Task: Give the listing below again in full, exactly as written.

[Entries taken from a collection]
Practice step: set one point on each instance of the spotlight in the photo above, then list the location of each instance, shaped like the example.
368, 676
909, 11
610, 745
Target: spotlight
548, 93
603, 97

Solution for this exercise:
Practice step: set one point on each instance of the spotlight in the photo above, then list the location of each instance, shaped like the example.
368, 676
909, 11
610, 745
Target: spotlight
548, 93
603, 97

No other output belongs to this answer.